═══ SELECTED EXTRACT

Denver’s offense scores 17.5 points more per 100 possessions with Jokić. Yet the club hemorrhages eight points per 100 possessions more on defense when he’s on the floor. Still, even in the area he struggles with, he provides utility. He’s notched 73 steals this year—four fewer than league-leader T.J. McConnell. If the 6' 11" Jokić were to finish with the most, he’d be the first post player ever to do so. (At 6' 8", Scottie Pippen and Paul George are the tallest players to ever have the most steals.)

With Embiid and James sidelined, it feels as if there’s a drumbeat to find somebody—anybodyto spice things up and challenge the Denver center for the award as we head into the final third of the season.

But making a case for anyone else over Jokić feels like a stretch.

Want to reward a Jazz player for Utah’s season? Fine. But Jokić went off for 35, 14 and nine against Gobert the first time, then blitzed the two-time Defensive Player of the Year for 47, 12 and five in the second meeting. Donovan Mitchell? Maybe. But he had a rough start to the year and his stats aren’t that different from last season.

As Michael Pina pointed out yesterday, Kawhi Leonard is enjoying the most efficient year of his career, even if his counting statistics are about the same as before. But so is Paul George, which suggests that Jokić's play as a lone All-Star is more integral to Denver than Leonard’s is to the Clips. The same could be said of James Harden, who has led Brooklyn to 18 wins in his last 20 games and been sensational without Kevin Durant. But Kyrie Irving, enjoying the best looks of his life, is also shooting above 50%, something he’s never done before. Simply put, we expect that superstars will shoot and perform better when alongside other superstars.

══════
═══ INFORMATION SUPPLIED

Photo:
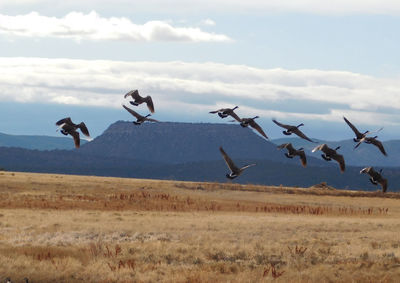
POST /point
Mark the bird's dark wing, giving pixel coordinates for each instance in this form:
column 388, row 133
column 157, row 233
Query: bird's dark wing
column 84, row 129
column 151, row 120
column 339, row 158
column 235, row 116
column 302, row 135
column 77, row 140
column 135, row 94
column 228, row 161
column 130, row 93
column 360, row 142
column 365, row 170
column 216, row 111
column 66, row 121
column 284, row 145
column 257, row 127
column 281, row 125
column 379, row 145
column 319, row 147
column 303, row 157
column 149, row 103
column 137, row 115
column 358, row 134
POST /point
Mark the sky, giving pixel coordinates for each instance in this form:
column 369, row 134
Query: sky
column 297, row 61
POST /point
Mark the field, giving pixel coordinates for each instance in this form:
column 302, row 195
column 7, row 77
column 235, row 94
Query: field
column 61, row 228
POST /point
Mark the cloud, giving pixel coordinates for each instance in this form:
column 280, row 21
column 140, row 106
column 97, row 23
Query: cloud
column 200, row 87
column 387, row 7
column 92, row 26
column 208, row 22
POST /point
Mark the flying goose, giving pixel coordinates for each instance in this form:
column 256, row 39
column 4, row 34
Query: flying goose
column 69, row 128
column 140, row 118
column 292, row 152
column 225, row 112
column 375, row 177
column 244, row 122
column 139, row 99
column 374, row 141
column 293, row 130
column 235, row 171
column 329, row 154
column 358, row 134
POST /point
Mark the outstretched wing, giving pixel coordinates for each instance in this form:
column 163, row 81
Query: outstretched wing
column 281, row 125
column 131, row 93
column 257, row 127
column 284, row 145
column 318, row 147
column 379, row 145
column 302, row 135
column 149, row 103
column 84, row 129
column 228, row 161
column 365, row 170
column 66, row 121
column 235, row 116
column 358, row 134
column 151, row 120
column 135, row 114
column 77, row 140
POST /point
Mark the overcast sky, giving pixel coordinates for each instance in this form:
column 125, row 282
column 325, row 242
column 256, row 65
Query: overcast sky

══════

Copy word for word the part of the piece about Jokić starting with "With Embiid and" and going on through "from last season.".

With Embiid and James sidelined, it feels as if there’s a drumbeat to find somebody—anybodyto spice things up and challenge the Denver center for the award as we head into the final third of the season.

But making a case for anyone else over Jokić feels like a stretch.

Want to reward a Jazz player for Utah’s season? Fine. But Jokić went off for 35, 14 and nine against Gobert the first time, then blitzed the two-time Defensive Player of the Year for 47, 12 and five in the second meeting. Donovan Mitchell? Maybe. But he had a rough start to the year and his stats aren’t that different from last season.